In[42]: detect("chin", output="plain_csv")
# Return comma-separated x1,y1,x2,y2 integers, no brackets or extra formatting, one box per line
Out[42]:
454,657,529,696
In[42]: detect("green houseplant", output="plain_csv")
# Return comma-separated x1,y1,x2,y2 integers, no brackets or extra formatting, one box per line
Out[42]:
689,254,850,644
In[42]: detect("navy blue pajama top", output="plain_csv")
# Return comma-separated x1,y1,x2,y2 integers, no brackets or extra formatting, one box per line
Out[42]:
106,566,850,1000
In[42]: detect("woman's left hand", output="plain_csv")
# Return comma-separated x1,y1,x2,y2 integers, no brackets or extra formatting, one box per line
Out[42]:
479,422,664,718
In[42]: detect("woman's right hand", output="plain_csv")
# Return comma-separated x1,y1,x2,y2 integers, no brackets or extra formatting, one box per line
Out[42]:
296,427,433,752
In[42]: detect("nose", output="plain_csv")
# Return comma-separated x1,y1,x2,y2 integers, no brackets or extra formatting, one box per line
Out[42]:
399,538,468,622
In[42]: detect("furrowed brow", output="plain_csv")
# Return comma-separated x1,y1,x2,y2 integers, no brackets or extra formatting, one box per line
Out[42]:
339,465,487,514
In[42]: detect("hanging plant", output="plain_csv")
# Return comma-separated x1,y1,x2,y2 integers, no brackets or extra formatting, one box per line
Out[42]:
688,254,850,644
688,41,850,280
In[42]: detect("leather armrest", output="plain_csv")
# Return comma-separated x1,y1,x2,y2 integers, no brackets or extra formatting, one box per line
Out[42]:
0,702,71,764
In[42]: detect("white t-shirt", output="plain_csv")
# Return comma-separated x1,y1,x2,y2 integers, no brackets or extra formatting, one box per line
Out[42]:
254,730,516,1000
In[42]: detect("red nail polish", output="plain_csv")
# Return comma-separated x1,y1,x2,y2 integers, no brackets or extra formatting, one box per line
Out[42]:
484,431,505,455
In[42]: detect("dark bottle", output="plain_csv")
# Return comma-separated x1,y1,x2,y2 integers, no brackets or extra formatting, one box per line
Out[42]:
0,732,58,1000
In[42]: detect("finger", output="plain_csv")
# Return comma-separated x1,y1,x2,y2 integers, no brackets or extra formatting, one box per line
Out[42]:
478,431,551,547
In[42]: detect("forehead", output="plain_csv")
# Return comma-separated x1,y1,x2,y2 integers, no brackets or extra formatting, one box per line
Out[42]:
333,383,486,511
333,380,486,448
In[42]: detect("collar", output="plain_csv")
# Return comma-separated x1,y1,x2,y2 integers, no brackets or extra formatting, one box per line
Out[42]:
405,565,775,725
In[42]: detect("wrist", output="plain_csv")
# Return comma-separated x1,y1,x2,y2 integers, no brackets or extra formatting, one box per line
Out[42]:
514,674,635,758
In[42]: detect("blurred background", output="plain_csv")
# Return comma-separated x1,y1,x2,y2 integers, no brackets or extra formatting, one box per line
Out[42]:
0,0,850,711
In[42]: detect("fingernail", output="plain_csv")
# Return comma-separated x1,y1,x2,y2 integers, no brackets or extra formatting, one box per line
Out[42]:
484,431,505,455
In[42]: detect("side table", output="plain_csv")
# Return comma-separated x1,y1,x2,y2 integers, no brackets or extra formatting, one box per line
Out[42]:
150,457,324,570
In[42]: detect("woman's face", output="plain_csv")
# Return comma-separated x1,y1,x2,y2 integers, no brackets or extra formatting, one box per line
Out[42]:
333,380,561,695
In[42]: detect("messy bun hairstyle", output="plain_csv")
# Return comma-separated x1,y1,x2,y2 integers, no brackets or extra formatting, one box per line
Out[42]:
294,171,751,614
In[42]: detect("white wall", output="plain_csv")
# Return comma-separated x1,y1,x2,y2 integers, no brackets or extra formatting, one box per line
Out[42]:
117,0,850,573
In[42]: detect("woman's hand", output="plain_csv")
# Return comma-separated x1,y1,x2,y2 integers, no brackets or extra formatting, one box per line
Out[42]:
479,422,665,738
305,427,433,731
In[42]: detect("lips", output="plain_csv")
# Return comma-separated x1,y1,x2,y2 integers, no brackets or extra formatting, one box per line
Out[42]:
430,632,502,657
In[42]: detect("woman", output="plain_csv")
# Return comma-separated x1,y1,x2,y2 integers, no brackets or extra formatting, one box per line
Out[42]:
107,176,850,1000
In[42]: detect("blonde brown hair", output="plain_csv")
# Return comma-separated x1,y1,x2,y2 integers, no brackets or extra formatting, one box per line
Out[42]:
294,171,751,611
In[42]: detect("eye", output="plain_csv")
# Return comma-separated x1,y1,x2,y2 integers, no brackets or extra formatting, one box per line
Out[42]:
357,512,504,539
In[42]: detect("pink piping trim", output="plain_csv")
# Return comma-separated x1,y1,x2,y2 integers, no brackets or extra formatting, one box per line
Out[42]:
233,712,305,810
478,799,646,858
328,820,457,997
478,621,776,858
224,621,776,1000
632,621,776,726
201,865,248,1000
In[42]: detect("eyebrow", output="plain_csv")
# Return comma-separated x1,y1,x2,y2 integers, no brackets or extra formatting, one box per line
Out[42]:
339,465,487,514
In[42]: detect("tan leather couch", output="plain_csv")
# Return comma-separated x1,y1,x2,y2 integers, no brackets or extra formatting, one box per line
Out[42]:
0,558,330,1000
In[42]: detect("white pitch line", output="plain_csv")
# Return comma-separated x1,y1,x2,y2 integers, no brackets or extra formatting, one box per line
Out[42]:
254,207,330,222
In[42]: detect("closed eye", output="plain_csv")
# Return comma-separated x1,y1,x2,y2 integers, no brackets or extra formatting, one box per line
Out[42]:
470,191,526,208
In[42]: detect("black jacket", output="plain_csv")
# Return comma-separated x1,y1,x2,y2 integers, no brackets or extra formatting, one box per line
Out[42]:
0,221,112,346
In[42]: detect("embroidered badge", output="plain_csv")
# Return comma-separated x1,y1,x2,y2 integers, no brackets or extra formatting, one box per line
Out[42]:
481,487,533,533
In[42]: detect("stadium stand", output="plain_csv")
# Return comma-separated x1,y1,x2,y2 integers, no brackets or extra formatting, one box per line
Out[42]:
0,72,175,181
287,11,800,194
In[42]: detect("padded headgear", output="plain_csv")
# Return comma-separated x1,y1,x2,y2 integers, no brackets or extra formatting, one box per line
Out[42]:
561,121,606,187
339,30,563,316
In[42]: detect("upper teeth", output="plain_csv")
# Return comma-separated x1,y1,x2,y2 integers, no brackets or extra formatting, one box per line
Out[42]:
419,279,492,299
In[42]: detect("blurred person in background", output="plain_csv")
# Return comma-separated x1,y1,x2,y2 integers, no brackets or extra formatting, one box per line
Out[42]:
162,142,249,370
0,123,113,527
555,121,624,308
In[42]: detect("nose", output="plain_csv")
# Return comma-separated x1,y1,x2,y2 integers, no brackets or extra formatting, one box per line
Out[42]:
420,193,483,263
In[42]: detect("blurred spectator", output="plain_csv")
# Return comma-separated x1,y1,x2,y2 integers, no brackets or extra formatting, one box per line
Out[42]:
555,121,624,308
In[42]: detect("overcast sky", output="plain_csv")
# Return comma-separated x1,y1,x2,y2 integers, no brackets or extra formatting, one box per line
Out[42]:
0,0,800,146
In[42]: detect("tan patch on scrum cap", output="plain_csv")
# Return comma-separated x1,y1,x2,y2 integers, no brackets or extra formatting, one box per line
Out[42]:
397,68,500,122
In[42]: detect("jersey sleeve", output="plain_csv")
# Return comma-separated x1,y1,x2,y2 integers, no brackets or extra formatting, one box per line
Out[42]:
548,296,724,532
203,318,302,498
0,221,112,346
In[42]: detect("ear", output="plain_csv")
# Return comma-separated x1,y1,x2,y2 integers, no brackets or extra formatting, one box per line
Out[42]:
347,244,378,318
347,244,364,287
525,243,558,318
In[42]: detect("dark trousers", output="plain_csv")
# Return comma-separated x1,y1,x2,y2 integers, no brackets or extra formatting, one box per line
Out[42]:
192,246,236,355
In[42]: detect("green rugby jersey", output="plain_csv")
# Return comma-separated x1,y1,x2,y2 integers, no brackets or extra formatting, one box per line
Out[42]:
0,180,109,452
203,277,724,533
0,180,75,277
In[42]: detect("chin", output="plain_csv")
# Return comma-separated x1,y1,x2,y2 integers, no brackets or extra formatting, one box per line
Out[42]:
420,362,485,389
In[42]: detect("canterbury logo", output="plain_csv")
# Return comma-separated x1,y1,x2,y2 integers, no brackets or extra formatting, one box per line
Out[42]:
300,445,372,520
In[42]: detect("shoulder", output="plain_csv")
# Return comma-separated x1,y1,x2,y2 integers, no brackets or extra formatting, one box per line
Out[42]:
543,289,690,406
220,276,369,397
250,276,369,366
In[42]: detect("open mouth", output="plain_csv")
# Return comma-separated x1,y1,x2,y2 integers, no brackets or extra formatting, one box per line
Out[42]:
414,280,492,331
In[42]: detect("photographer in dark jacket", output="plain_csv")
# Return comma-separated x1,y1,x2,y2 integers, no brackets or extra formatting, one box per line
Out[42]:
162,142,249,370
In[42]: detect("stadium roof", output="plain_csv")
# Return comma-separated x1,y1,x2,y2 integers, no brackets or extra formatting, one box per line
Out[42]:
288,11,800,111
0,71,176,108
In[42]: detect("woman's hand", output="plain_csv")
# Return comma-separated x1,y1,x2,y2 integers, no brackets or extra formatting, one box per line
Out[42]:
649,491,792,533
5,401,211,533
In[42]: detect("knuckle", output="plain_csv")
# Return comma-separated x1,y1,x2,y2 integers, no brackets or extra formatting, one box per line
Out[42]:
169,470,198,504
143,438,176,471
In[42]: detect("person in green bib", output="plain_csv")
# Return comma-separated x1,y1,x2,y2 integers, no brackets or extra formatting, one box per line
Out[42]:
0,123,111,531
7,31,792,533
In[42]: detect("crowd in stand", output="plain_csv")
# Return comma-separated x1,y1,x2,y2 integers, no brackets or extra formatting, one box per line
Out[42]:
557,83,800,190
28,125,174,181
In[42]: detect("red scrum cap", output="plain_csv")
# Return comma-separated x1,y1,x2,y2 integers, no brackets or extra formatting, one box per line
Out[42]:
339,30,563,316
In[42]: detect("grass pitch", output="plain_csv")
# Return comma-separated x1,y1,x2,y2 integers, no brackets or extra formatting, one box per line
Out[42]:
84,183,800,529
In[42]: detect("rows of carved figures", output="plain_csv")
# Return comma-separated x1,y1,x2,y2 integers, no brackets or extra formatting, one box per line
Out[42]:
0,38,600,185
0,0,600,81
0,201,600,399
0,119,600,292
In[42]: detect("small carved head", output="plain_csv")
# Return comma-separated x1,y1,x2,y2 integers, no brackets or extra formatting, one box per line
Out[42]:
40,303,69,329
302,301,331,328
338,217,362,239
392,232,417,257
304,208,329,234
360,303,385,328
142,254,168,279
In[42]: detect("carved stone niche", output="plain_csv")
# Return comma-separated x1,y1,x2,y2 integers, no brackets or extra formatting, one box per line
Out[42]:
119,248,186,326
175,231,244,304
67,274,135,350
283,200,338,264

Task directions> How many lines in the listing above contain the word "carved"? Reply with the number alone.

Worked answer> 3